*Document passage*.
You maybe read the story about the Scottish nurse who came back to the UK after nursing Ebola patients in Sierra Leone?
Because she had travelled from West Africa she was “screened” at Heathrow – they checked her temperature. It was normal. She told them she felt fevered and unwell but they said her temperature was normal. She returned to the screening area an hour later because she was concerned that she was unwell and had her temperature checked “by officials” (did they have any medical training?) a further six times, but each time the thermometer said she didn’t have a fever so they sent her on her way to Scotland. She’s now (at time of writing) being treated in hospital for Ebola.
What amazes me, yet sadly doesn’t really surprise me, about this story is – imagine this – a nurse comes to see you, tells you she has just returned from West Africa where she has been nursing patients with Ebola and now she feels unwell. What would you do? Right. You’d listen to her story, hear what she was experiencing (feeling unwell), and hear what she’d been doing recently (travelling in West Africa and treating patients with infections in a hospital). Would you be happy to rely on the reading from a single piece of equipment (a thermometer) to determine what you should do next?
Nope, I wouldn’t.
Who would?
Only someone who had designed a “process” (probably described in a manual somewhere) which said check the temperature. A process that basically says something like if the temperature is normal, OK, say “on you go”. If not normal, do something (I don’t know exactly what the officials are told to do if the thermometer tells them there is a problem….we didn’t get that far in this case)
I was once told by a young doctor they were taught “Don’t listen to the patient, they lie all the time. Only the results tell the truth”
You know what? That wasn’t good teaching then, and it isn’t now.
When it comes to the practice of Medicine, you ignore the patient’s story at your peril.
And the same rule applies when designing a health care system.
Health and illness are experiences people have, not readings on equipment.

*Available data*.
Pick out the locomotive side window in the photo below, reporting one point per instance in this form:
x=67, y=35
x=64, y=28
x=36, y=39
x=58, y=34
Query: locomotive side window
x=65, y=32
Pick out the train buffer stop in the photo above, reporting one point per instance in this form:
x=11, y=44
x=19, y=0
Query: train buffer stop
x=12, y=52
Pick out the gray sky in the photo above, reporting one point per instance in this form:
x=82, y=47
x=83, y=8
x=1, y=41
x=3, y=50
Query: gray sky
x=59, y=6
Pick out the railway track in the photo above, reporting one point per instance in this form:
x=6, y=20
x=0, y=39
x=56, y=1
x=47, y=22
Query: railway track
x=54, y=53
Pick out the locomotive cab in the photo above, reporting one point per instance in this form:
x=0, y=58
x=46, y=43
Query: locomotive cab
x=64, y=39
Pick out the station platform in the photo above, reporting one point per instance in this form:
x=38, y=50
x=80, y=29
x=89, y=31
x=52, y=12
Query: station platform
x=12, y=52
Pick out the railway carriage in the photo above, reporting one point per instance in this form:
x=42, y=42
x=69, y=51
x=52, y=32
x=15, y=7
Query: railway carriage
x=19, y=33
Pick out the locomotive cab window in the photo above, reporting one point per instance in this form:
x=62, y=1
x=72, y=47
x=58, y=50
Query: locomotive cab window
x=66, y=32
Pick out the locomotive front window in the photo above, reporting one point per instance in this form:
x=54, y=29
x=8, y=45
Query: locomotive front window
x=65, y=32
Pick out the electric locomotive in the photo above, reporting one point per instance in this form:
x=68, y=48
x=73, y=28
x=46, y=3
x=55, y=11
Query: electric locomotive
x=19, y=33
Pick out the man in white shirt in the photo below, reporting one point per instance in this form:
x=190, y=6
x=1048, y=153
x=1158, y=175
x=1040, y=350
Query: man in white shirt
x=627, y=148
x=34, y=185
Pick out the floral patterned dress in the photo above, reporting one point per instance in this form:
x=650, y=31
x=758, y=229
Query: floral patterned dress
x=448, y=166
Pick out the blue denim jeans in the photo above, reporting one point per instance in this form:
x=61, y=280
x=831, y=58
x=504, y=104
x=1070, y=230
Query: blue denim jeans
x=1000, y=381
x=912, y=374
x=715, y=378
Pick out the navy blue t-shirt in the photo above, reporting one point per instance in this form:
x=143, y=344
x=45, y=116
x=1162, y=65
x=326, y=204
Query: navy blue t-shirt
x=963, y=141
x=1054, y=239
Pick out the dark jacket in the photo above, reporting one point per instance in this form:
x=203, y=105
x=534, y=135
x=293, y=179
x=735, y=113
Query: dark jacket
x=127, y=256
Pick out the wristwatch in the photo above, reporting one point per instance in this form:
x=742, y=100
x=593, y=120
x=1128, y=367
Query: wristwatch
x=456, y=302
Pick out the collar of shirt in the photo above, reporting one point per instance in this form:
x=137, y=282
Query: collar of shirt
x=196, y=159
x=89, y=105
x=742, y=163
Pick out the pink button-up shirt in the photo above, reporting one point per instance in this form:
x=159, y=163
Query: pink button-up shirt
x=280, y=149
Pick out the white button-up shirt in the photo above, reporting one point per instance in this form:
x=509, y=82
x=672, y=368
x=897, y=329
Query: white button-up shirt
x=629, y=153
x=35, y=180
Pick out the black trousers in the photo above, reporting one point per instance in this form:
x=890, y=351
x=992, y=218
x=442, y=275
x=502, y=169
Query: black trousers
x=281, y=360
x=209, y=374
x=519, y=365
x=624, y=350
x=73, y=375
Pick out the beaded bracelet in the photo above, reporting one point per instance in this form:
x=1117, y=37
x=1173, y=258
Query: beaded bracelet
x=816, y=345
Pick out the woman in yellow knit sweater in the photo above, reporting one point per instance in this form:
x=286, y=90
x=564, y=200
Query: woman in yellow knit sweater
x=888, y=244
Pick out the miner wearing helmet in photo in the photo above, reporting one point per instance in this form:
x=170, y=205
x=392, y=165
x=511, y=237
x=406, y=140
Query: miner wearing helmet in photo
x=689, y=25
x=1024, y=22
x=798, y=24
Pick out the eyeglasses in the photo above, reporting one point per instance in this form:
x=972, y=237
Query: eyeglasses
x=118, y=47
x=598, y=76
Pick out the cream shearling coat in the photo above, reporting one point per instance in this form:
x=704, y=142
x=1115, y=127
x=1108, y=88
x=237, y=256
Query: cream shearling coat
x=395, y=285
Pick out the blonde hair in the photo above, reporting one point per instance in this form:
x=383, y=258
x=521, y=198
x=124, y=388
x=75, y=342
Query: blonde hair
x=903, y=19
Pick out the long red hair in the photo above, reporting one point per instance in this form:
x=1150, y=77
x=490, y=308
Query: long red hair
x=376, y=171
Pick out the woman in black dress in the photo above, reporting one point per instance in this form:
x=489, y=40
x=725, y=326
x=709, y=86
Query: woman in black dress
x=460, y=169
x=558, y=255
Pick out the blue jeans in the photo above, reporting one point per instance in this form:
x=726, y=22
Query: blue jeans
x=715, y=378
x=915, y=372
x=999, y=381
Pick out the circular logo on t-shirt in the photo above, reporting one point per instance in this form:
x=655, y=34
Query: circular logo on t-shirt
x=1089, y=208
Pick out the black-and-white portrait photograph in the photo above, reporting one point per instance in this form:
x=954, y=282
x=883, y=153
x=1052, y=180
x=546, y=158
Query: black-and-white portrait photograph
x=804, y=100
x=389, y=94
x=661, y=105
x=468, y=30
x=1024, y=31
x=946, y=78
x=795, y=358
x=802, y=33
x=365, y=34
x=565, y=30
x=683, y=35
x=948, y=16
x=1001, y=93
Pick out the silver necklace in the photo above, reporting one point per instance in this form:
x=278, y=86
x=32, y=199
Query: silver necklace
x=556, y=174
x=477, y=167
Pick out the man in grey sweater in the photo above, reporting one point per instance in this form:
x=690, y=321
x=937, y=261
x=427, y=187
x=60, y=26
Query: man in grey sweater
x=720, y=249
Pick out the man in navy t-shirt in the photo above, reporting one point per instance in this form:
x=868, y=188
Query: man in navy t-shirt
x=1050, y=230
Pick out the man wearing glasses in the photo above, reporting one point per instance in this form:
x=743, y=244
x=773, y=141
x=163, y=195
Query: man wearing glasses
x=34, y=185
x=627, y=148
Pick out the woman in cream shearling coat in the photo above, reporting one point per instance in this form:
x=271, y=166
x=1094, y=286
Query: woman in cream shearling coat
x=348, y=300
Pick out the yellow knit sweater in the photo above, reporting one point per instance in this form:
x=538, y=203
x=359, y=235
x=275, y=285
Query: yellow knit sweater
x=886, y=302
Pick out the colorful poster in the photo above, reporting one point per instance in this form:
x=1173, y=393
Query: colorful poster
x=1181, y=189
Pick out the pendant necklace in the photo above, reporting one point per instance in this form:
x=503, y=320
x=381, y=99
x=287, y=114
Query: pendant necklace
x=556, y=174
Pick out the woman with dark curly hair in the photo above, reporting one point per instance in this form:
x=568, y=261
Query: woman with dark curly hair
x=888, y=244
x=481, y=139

*Problem statement*.
Using the post about Ebola screening at Heathrow, decide whether each statement agrees with it: 1. The nurse's temperature was checked six times in total. 2. The nurse told the officials she felt unwell. 3. The writer knows what officials are told to do when the thermometer shows a problem. Answer yes or no for each and quote the deciding words. The items come from a different source than the post.

*Exercise result*.
1. No: "a further six times"
2. Yes: "She told them she felt fevered and unwell"
3. No: "I don’t know exactly what the officials are told to do if the thermometer tells them there is a problem"